+++ Dataset records +++

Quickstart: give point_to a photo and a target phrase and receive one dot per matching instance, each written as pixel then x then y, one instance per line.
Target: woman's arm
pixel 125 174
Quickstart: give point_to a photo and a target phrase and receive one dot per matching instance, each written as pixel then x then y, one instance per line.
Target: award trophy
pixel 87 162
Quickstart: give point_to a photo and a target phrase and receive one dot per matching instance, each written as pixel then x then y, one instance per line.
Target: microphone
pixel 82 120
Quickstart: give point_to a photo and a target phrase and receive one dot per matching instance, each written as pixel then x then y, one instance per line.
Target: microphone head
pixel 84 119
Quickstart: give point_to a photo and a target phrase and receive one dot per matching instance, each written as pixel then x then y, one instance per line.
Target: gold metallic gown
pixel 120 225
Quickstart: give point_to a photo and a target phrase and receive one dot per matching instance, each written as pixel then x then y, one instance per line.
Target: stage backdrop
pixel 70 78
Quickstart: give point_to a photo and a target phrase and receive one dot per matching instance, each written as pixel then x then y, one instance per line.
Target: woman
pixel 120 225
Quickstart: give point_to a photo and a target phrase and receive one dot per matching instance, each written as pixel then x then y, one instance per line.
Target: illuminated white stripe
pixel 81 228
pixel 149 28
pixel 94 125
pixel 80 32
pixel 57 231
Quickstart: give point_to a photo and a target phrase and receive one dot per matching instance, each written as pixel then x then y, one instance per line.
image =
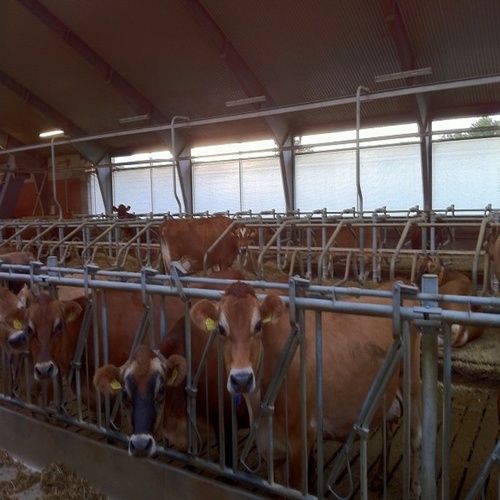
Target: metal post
pixel 429 390
pixel 174 157
pixel 358 182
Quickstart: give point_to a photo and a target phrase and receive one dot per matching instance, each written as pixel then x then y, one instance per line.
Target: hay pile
pixel 480 359
pixel 54 482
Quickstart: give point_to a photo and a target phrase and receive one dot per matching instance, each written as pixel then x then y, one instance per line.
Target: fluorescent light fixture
pixel 404 74
pixel 246 100
pixel 51 133
pixel 133 119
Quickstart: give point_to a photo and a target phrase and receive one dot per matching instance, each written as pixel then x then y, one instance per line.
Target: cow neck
pixel 441 276
pixel 253 399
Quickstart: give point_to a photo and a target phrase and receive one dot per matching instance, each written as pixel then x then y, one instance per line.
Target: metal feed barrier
pixel 333 472
pixel 311 245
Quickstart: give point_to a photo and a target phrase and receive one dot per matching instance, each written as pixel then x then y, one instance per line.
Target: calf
pixel 161 414
pixel 254 334
pixel 453 282
pixel 187 241
pixel 148 382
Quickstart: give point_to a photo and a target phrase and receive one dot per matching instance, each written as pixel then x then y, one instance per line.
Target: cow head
pixel 431 265
pixel 240 319
pixel 45 333
pixel 12 319
pixel 143 381
pixel 123 211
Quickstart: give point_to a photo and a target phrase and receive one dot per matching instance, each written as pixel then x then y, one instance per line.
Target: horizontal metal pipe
pixel 316 304
pixel 341 101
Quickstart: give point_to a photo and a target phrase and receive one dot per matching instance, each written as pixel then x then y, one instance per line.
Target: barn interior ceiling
pixel 84 65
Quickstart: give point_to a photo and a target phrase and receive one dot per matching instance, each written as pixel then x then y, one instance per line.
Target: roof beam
pixel 133 96
pixel 399 33
pixel 90 150
pixel 247 79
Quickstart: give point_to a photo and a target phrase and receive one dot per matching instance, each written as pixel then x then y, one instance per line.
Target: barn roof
pixel 83 65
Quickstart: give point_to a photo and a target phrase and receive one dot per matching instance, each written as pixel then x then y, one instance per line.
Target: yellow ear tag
pixel 17 324
pixel 210 324
pixel 115 385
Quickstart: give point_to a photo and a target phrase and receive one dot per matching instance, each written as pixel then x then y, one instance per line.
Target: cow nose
pixel 45 370
pixel 17 340
pixel 141 445
pixel 241 382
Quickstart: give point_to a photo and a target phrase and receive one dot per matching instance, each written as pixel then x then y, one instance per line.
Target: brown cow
pixel 453 282
pixel 122 212
pixel 254 334
pixel 156 416
pixel 494 252
pixel 187 240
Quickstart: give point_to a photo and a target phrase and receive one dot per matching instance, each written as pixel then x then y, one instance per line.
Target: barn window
pixel 466 173
pixel 325 169
pixel 239 176
pixel 144 181
pixel 95 201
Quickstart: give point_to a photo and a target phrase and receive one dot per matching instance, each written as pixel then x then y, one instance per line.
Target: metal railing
pixel 403 306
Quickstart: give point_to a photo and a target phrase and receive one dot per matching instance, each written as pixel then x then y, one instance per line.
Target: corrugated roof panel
pixel 303 51
pixel 34 57
pixel 159 48
pixel 458 39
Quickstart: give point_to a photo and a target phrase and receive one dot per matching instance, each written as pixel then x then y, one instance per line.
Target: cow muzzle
pixel 45 370
pixel 141 445
pixel 18 341
pixel 241 381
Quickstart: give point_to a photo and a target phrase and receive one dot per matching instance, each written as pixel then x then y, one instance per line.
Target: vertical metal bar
pixel 363 467
pixel 96 356
pixel 303 400
pixel 445 459
pixel 189 379
pixel 319 405
pixel 234 434
pixel 429 391
pixel 406 342
pixel 360 206
pixel 308 243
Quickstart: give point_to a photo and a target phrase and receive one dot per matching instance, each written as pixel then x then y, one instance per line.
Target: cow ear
pixel 71 310
pixel 175 370
pixel 24 297
pixel 272 308
pixel 108 380
pixel 204 315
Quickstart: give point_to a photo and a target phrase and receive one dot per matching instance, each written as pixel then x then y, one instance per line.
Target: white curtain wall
pixel 466 173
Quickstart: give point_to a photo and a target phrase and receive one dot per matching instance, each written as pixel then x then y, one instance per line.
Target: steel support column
pixel 185 171
pixel 287 165
pixel 10 189
pixel 105 179
pixel 43 193
pixel 425 130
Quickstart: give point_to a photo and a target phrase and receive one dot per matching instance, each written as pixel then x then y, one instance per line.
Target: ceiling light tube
pixel 246 100
pixel 403 74
pixel 51 133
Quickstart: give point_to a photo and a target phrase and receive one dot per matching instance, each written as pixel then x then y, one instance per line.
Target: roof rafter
pixel 133 96
pixel 399 33
pixel 91 151
pixel 249 82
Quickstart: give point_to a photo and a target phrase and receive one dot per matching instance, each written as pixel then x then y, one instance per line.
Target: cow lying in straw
pixel 254 334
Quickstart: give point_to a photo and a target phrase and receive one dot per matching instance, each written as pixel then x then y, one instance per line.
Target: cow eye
pixel 160 391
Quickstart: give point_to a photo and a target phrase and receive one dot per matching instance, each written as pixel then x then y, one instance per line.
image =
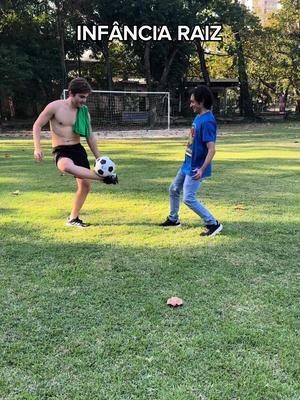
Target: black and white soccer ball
pixel 104 166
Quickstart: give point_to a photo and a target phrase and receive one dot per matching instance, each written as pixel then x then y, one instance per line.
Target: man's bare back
pixel 62 122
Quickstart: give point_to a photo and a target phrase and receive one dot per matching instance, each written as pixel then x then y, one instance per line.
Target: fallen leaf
pixel 174 301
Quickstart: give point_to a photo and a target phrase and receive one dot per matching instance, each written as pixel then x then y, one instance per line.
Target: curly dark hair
pixel 203 94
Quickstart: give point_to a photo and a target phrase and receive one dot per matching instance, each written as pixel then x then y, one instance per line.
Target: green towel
pixel 82 124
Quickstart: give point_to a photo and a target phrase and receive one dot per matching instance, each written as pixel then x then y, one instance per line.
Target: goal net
pixel 127 110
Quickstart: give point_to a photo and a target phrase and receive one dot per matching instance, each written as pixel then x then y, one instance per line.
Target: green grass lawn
pixel 83 312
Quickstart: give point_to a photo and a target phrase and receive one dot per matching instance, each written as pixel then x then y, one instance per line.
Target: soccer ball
pixel 104 166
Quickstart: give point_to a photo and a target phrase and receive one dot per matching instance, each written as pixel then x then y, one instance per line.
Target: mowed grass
pixel 83 312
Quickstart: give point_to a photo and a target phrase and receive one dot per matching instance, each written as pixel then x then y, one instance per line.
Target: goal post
pixel 126 110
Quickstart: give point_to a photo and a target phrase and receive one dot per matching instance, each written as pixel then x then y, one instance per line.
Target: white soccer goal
pixel 123 110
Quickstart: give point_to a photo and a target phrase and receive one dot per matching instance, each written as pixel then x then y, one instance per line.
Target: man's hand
pixel 38 155
pixel 198 173
pixel 111 180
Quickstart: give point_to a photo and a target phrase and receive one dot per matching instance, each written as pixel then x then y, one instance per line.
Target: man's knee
pixel 188 199
pixel 85 185
pixel 174 190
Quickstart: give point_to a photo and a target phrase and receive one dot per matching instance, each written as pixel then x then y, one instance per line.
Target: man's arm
pixel 92 142
pixel 211 146
pixel 42 120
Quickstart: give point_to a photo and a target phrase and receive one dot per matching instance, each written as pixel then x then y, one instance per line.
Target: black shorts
pixel 75 152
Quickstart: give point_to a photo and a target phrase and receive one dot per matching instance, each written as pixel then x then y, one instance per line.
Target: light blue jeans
pixel 190 188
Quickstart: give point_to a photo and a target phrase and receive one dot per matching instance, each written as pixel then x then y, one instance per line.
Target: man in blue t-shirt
pixel 197 164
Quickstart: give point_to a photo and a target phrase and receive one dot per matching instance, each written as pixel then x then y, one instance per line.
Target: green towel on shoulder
pixel 82 124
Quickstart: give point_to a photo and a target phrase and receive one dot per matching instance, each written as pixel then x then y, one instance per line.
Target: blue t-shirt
pixel 204 129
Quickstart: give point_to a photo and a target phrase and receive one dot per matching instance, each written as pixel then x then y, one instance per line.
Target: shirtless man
pixel 69 155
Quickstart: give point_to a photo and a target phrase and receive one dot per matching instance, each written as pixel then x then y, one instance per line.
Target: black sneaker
pixel 77 222
pixel 212 230
pixel 168 223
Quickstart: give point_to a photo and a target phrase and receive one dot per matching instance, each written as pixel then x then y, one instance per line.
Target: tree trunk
pixel 246 106
pixel 60 34
pixel 203 66
pixel 147 66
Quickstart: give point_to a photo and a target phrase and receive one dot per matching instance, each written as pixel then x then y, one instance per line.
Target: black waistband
pixel 67 146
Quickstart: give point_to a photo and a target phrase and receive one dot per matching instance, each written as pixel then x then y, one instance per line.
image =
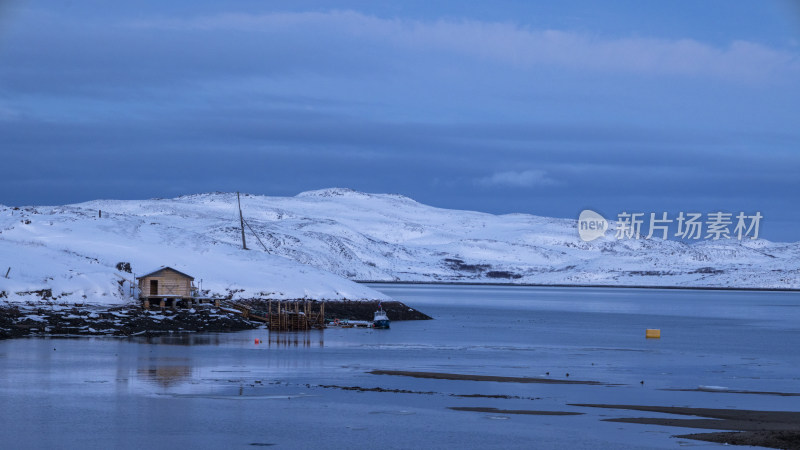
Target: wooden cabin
pixel 166 283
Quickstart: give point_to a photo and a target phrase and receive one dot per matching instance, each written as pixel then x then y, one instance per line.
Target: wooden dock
pixel 290 316
pixel 297 315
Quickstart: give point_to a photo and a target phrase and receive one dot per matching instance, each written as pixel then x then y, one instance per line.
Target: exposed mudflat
pixel 469 377
pixel 776 429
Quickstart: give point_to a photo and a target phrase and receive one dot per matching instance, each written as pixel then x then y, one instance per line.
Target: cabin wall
pixel 170 284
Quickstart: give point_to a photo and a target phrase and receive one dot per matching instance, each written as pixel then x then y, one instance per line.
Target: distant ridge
pixel 319 240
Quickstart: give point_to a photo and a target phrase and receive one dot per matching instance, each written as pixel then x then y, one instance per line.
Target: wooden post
pixel 241 221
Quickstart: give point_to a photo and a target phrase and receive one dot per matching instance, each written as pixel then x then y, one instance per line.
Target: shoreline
pixel 50 319
pixel 560 285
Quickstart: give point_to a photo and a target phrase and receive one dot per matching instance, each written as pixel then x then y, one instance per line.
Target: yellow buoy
pixel 652 333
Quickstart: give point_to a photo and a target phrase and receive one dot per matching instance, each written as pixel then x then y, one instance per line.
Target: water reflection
pixel 165 376
pixel 185 339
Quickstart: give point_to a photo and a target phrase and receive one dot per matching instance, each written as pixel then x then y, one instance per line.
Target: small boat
pixel 381 319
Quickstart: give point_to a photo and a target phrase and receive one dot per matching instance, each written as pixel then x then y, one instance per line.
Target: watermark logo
pixel 591 225
pixel 686 226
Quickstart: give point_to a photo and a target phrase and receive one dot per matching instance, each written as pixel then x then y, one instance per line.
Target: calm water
pixel 223 390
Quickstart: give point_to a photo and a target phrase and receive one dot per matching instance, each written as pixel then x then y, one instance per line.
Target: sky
pixel 502 106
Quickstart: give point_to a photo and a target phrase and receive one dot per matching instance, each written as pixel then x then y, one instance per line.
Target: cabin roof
pixel 162 269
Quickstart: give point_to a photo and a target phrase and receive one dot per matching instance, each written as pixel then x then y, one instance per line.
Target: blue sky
pixel 505 106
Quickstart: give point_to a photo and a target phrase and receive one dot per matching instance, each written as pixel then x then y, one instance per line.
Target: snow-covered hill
pixel 317 240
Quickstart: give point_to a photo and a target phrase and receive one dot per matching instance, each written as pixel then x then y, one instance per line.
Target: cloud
pixel 512 44
pixel 525 178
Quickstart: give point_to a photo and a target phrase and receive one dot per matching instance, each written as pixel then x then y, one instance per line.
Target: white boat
pixel 381 319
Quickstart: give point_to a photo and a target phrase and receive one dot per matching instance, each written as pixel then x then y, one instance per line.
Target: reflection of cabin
pixel 167 283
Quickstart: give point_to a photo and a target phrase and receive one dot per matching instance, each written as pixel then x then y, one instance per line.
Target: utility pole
pixel 241 220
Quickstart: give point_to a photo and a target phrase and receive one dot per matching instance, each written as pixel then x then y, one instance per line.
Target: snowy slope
pixel 318 238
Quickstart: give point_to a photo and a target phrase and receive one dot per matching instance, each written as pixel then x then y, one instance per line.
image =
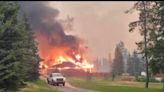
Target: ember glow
pixel 55 45
pixel 53 55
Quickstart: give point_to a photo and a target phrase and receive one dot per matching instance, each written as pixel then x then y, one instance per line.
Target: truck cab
pixel 56 79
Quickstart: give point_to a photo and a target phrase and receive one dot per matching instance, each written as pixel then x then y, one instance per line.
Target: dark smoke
pixel 44 19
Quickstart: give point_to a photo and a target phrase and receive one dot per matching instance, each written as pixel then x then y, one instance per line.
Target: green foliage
pixel 155 34
pixel 135 65
pixel 118 60
pixel 101 85
pixel 18 53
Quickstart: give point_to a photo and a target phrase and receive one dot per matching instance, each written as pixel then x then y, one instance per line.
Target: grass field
pixel 38 86
pixel 101 85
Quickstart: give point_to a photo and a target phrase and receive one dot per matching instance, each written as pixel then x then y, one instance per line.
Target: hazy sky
pixel 101 24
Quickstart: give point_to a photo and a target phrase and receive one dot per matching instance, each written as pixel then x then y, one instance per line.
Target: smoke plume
pixel 48 30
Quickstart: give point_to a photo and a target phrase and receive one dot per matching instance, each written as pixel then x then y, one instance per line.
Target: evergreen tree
pixel 19 60
pixel 10 43
pixel 151 26
pixel 118 64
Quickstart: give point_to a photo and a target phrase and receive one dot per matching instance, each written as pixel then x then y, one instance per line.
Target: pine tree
pixel 118 64
pixel 19 60
pixel 150 25
pixel 32 59
pixel 10 43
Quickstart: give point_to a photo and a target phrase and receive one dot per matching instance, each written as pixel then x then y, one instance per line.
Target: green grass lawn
pixel 101 85
pixel 38 86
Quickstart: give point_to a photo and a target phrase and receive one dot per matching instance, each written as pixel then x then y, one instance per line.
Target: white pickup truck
pixel 56 79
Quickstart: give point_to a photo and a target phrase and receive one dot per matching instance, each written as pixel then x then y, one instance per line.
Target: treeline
pixel 19 60
pixel 151 26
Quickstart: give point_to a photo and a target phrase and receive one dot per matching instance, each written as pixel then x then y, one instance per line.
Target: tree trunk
pixel 145 40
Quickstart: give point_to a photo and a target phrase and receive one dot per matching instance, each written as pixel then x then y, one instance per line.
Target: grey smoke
pixel 43 19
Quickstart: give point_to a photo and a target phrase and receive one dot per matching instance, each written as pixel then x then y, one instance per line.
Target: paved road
pixel 70 88
pixel 67 87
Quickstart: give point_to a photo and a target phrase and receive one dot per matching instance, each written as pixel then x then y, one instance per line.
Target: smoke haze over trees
pixel 19 60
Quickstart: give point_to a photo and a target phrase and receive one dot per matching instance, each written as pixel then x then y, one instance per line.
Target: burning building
pixel 54 44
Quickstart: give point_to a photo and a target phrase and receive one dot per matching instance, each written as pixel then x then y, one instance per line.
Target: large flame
pixel 54 55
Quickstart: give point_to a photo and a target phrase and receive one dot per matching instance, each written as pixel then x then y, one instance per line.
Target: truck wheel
pixel 63 84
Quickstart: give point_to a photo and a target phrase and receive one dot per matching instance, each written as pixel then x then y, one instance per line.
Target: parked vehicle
pixel 56 79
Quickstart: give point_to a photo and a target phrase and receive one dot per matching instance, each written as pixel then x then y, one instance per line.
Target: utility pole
pixel 145 40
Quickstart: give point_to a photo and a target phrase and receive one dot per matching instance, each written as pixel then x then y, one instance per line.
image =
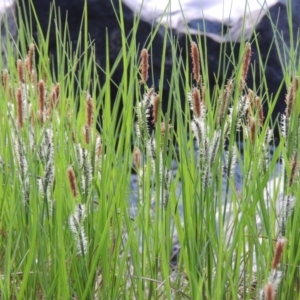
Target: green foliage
pixel 71 226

+++

**Your task:** Transcribe the lines that run from the line bearing "Target: paved road" through the last line of the data. Keep the wording exact and leave out every picture.

**Written answer:**
Target: paved road
pixel 70 88
pixel 67 87
Quickstart: give point_to a photo and a target phrase and receive one dot per matching instance, each written as pixel then x then y, one instance per line.
Target: smoke haze over trees
pixel 19 60
Quickstart: give point_to a photo and a target phrase and receive one dot per matching instance, each written as pixel then x then y, one instance per line.
Target: burning building
pixel 54 44
Quickstart: give point_to a photo and a target phrase and receive one dot per matching instance, each written as pixel then x then y, one instance per line.
Target: large flame
pixel 54 55
Quickstart: give point_to a photo and a target phrase and receive one dot per matching instance, each written as pixel then x then y, one instance per line.
Target: truck wheel
pixel 63 84
Quickstart: give point_to a photo and a target phrase and receive one dot per matching instance, each written as pixel then x then y, one instance per line.
Target: parked vehicle
pixel 56 79
Quickstart: give point_to a photo and a target phrase and receive one dot per matching instance, each written as pixel then x then y, one instance per line.
Target: utility pole
pixel 145 40
Quickstart: give point_to a photo and a target phrase and receive one dot per matching instance, each written as pixel then x then y, one instance per line.
image =
Target: green foliage
pixel 71 226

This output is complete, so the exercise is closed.